---------- TASK MATERIAL

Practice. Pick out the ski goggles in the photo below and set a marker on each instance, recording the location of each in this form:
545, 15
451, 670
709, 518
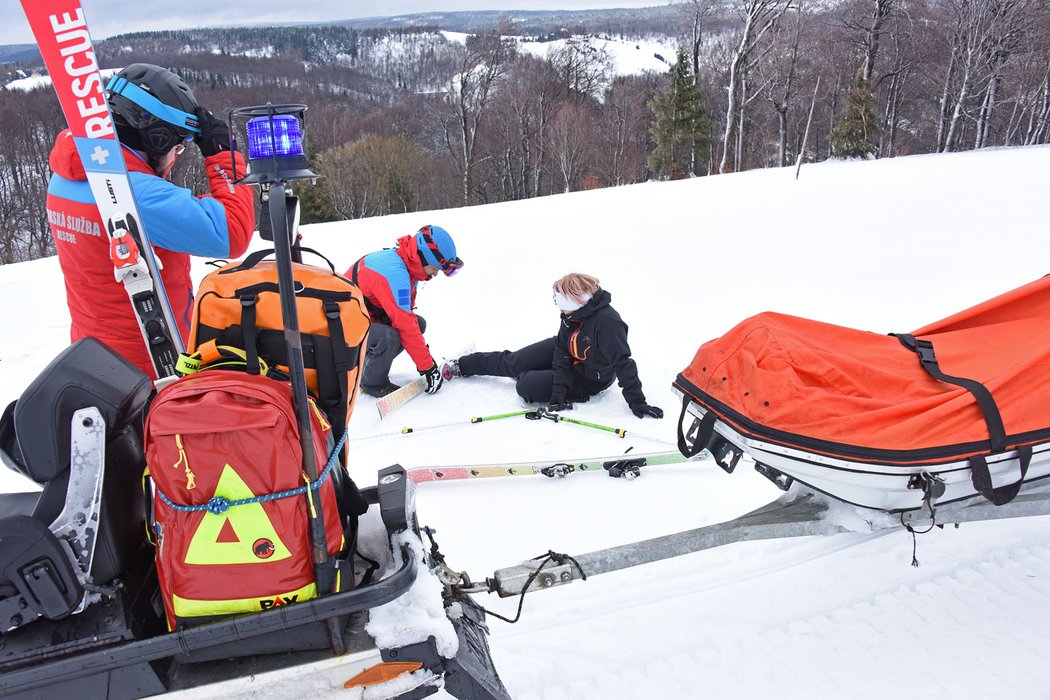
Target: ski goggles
447, 267
146, 109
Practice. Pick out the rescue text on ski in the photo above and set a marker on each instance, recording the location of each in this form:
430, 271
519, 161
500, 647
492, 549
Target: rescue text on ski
65, 44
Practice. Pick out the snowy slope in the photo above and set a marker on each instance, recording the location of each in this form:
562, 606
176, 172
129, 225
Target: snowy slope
884, 246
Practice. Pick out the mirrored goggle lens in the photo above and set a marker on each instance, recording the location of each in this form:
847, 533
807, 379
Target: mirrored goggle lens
452, 267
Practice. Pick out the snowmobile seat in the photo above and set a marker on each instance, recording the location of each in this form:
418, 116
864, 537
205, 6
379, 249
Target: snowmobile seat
38, 549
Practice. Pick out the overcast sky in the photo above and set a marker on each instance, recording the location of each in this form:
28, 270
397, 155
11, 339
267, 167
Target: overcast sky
109, 17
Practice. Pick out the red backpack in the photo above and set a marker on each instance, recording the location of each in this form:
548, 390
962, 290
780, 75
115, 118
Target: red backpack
230, 509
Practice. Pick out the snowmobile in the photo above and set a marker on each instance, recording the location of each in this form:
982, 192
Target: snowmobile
82, 609
79, 598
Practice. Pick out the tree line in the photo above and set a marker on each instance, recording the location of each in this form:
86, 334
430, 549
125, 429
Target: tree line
407, 120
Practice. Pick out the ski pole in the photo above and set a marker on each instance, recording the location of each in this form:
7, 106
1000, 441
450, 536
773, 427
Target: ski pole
558, 418
407, 429
621, 432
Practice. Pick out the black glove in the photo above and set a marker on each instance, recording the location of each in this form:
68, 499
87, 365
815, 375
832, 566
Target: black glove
434, 379
643, 409
214, 135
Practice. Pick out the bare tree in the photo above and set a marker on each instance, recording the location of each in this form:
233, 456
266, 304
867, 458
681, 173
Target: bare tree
569, 140
483, 63
1010, 20
584, 67
758, 17
784, 79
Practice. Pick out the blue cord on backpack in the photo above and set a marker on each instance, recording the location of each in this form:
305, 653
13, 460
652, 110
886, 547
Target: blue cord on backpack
218, 505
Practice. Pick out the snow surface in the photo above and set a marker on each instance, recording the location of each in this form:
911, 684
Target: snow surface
38, 80
885, 246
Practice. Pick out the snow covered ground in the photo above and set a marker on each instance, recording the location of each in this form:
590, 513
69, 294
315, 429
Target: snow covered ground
885, 246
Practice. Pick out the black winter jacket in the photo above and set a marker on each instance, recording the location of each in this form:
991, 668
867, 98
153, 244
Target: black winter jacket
590, 351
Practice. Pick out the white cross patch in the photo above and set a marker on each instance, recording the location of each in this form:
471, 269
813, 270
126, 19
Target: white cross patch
100, 155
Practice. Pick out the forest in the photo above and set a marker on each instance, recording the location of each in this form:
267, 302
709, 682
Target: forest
406, 119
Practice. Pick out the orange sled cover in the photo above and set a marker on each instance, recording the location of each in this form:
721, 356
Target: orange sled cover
867, 397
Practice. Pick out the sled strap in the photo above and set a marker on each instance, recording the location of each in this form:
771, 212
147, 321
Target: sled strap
692, 441
986, 403
981, 478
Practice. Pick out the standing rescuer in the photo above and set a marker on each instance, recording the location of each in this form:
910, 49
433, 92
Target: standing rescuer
155, 115
387, 279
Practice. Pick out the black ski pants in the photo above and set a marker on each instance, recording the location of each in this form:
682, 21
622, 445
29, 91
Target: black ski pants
384, 344
530, 365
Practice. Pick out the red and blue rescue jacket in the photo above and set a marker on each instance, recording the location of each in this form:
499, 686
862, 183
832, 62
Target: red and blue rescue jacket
387, 279
179, 225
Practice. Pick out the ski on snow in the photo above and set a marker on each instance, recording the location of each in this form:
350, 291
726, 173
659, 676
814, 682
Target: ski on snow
61, 33
395, 400
624, 466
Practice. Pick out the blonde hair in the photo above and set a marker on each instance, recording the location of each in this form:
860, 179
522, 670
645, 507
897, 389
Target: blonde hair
576, 284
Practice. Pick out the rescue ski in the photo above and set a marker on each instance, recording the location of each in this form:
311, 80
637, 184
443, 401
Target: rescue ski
625, 466
61, 33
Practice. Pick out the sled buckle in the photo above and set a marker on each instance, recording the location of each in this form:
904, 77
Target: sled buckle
931, 487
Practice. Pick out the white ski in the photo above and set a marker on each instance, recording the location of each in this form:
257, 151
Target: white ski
395, 400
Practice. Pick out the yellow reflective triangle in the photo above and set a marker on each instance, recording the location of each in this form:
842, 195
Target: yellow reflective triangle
257, 541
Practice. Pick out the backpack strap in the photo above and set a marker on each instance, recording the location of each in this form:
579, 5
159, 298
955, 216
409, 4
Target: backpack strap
258, 256
250, 333
340, 357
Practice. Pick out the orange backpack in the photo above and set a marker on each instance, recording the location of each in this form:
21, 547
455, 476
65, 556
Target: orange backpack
238, 305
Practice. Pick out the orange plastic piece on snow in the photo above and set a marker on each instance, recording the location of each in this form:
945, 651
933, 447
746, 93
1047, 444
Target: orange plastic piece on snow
382, 673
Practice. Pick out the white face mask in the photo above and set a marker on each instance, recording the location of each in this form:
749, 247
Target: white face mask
569, 303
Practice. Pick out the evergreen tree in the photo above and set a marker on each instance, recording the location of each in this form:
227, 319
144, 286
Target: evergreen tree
855, 132
680, 128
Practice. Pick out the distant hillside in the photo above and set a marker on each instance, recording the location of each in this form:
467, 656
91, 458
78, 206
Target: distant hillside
12, 52
660, 19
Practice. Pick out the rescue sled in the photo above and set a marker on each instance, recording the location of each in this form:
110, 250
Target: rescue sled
954, 410
80, 611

--------------------

• _DESCRIPTION OF THE TASK_
Print all the entries exactly as they appear, without the pictures.

• _REPLY_
Practice. Pick out the ski goggles in the photo below and set a marker on each instance, recording the location of each in this form:
545, 15
451, 670
709, 518
Target: ski goggles
447, 267
146, 109
Practice. Pick out the rescue text on ski in the photo above and set a marker on each instance, recording the location of each in this form:
430, 271
519, 161
500, 647
492, 549
Target: rescue text on ski
65, 44
Practice. Pick out the snowy slope in the photo above and set a marker on each instance, recording the location of each in this form:
562, 606
176, 172
129, 225
Target: snowy slope
884, 246
Practice. Pick out the mirrored goggle lens in the photo above and set a marker on each instance, recording the location of each in this form:
847, 533
807, 379
Target: mirrored goggle lens
452, 267
Practice. Pick out the snowmobile seat in the photo above and set a marker on each instance, recording the location of each in this form:
418, 116
864, 537
205, 6
379, 249
Target: snowmobile seat
38, 549
Practice. Pick out the overcast sky in the photo above and set a marker on each instance, recording the location of each in this form:
28, 270
397, 155
11, 339
267, 167
Target: overcast sky
109, 17
Practice. Pick out the red backpack in the photo above and set a marker on each instance, recording the location of each in this form:
548, 390
962, 290
780, 75
115, 118
Target: red backpack
230, 509
Practice. Pick out the snowmobile in the photo above and set a marker on each instance, recording the location of each in this form:
982, 192
Target: snowmobile
82, 609
79, 598
Practice. Pick out the tree line in the photo above and set a marker on each instance, recording the location of each in this form:
86, 334
430, 549
125, 429
Target: tree line
407, 120
Practice. Pick out the ski pole in the photo above and set a marker on each instance, recording the location of each in this form:
7, 106
1000, 441
450, 536
773, 427
Target: ski pole
558, 418
407, 429
621, 432
Practice. Pick out the black glove in the photo above and set a marker on each instance, recording the location of each in this form:
68, 499
87, 365
815, 375
832, 566
Target: black glove
434, 379
643, 409
214, 135
Practice. Pick out the bare tree in the photo above and set a marker on each instance, recording the location of each in this form:
233, 456
266, 304
867, 458
681, 173
Target: bare tree
569, 140
483, 63
1010, 20
584, 67
758, 17
784, 79
Practice. Pick out the blue cord on backpack in the photo above and set a marker on each instance, recording the location of each in this form:
305, 653
13, 460
652, 110
886, 547
Target: blue cord on backpack
218, 505
Practice. Pick out the snow surface in the photo above and set a marker on each instance, recording the location of each in this form:
911, 684
Target: snow surface
38, 80
885, 246
Practice. Pick out the snow covered ground in the photo above and set a marker on each instance, recording the location of each in this form:
590, 513
69, 294
315, 429
Target: snow covered ground
885, 246
Practice. Pick out the black winter jacket in the photo above and set a marker on each instance, recording the location of each in this form:
991, 668
867, 98
153, 244
Target: black winter jacket
590, 351
Practice. Pick out the white cross patch in the photo above and set a marker on each instance, recording the location of each in this form:
471, 269
813, 270
126, 19
Target: white cross patch
100, 155
Practice. Pick out the forest in the photo above and set a marker on each instance, recording the location of each in this form:
267, 302
709, 682
Target: forest
406, 119
Practice. Pick out the orange sled cover in the photo above and set a marker on each instance, recording the location of each in this form:
721, 356
Target: orange sled cover
867, 397
Practice. Pick out the sled strap in the photo above and set a marker on each instance, recording the location of each in this form:
771, 212
147, 321
Target: sled strap
692, 441
986, 403
981, 478
Practice. Pick out the standing rescuer in the photo above and set a marker on each instance, recording the location of each in this form:
910, 49
433, 92
Target: standing rescuer
155, 115
387, 279
Practice. Pick out the black ski pants in the photo above and set a marker on each instance, recording the location of each in this form:
682, 21
622, 445
29, 91
Target: black ski pants
384, 344
530, 365
Practice. Pick out the red and blue rescue jacket in the photo above and set a marker on each instance, recording the location of each in this form:
499, 686
862, 183
832, 62
Target: red and blue rescue jacket
387, 279
179, 225
Practice. Pick out the ski on snow in the photo above and set a marker on each instance, recording the location of each in this form:
350, 291
726, 173
659, 676
814, 682
Target: ski on snow
61, 33
395, 400
624, 466
Practice. Pick out the blonde hair in the photo above and set a marker on each instance, recording the location of each in this form:
860, 179
522, 670
645, 507
897, 389
Target: blonde hair
576, 284
Practice. Pick out the rescue ski in the photo above and set a marker on each instance, recording the location of each in this form:
311, 80
637, 184
443, 401
Target: rescue ski
625, 466
61, 33
Practice. Pick out the sled buckle in the photo above and set a marker on each instance, recording the location of each in this form:
904, 77
Target: sled buckle
931, 487
Practice. Pick out the white ski in the photo above and set a marker on each instance, recording the location of each in this form:
257, 151
Target: white ski
395, 400
Practice. Pick out the yellow reflective triangle in the photo above and set a marker on each instance, recording the location of each in this form:
842, 195
Target: yellow reflective triangle
257, 541
Practice. Pick out the backpack strap in the photo above and set a marker on each instance, recording the location of each in this form:
579, 5
159, 298
955, 216
409, 4
Target: backpack strap
258, 256
250, 333
340, 357
Practice. Pick out the orange backpack in the photo above and set a marker on each instance, recording the location of each in this form:
21, 547
455, 476
65, 556
Target: orange backpack
238, 305
Practice. Pick out the orange plastic piece on snow in the photo above and set a marker on each instance, recording the location of each in this form:
945, 651
933, 447
746, 93
1047, 444
Target: orange plastic piece on snow
382, 673
Practice. Pick out the white face mask in the photo above and set a marker on each instance, recording the location of each in this form:
749, 247
Target: white face mask
569, 303
Practice. Pick out the evergreen tree in the photo above and set a marker on each instance, recording the location of each in this form:
227, 319
144, 286
Target: evergreen tree
855, 132
680, 128
Practice. Pick out the distant hillside in the photo above and set a marker on each instance, recording the location of each in this form:
467, 656
91, 458
78, 206
Target: distant hillside
12, 52
660, 19
Practice. Pick out the rescue sled in the photo above and set a marker on each instance, recording the location of each in this form:
110, 250
Target: rescue sled
954, 410
80, 611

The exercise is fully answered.